• [What is being asked]:
How many lines in the records below contain the word "bench"? Reply with the number alone.

• • •

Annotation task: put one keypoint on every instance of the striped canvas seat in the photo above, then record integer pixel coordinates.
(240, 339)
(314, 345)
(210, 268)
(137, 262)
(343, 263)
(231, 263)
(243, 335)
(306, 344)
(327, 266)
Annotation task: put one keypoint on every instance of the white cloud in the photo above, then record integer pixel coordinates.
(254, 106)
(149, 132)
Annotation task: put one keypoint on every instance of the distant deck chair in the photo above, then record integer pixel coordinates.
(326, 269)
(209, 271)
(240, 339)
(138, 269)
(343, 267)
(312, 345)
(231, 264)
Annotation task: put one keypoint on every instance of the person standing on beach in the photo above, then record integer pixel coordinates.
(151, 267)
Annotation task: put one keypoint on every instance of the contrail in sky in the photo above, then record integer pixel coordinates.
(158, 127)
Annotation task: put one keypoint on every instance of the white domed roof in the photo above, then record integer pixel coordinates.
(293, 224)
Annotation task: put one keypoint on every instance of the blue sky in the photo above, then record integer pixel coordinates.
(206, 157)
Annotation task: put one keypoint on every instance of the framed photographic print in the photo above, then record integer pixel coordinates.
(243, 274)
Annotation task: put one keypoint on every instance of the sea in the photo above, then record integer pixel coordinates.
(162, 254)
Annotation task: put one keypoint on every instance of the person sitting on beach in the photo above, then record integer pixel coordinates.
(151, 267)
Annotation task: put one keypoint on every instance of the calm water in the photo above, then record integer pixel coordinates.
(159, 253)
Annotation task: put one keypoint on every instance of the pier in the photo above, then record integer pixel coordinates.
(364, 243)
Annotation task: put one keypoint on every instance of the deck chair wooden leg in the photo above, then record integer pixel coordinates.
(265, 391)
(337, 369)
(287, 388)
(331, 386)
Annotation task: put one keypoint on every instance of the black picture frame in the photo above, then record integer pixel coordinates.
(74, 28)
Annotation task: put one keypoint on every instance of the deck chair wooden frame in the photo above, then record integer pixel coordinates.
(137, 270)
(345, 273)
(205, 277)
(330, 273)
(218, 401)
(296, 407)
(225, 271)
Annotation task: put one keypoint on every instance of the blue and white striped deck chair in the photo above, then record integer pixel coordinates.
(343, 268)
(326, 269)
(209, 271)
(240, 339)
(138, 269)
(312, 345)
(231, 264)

• • •

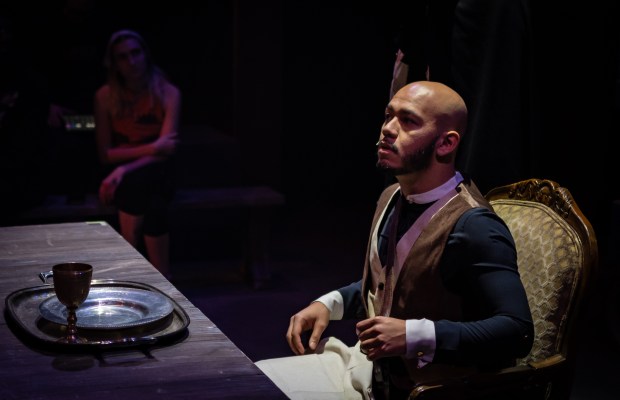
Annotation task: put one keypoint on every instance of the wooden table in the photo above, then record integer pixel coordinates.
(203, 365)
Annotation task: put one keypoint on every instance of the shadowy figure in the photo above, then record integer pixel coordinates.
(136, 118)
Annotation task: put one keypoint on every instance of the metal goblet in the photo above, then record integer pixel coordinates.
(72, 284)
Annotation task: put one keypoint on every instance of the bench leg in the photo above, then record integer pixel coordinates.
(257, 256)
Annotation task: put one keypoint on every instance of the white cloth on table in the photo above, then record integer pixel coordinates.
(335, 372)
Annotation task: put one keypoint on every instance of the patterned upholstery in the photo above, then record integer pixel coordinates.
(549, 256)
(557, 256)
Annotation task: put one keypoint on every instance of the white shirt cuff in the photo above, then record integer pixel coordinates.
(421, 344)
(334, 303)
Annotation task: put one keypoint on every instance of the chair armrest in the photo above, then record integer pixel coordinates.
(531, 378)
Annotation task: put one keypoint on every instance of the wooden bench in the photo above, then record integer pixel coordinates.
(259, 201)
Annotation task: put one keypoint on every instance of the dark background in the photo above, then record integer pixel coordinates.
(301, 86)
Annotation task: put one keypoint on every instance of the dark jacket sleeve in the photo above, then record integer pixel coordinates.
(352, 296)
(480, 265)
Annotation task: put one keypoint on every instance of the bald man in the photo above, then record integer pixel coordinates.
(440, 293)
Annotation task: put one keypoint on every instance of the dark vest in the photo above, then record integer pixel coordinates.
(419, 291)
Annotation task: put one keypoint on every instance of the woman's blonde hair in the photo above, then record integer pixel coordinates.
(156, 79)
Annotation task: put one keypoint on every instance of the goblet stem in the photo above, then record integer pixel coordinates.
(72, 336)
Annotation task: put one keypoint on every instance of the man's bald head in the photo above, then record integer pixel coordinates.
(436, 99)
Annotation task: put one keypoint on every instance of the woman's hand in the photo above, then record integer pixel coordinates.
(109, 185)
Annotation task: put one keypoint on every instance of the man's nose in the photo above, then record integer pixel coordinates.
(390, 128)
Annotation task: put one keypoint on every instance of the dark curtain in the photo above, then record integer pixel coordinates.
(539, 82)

• • •

• [Result of the exercise]:
2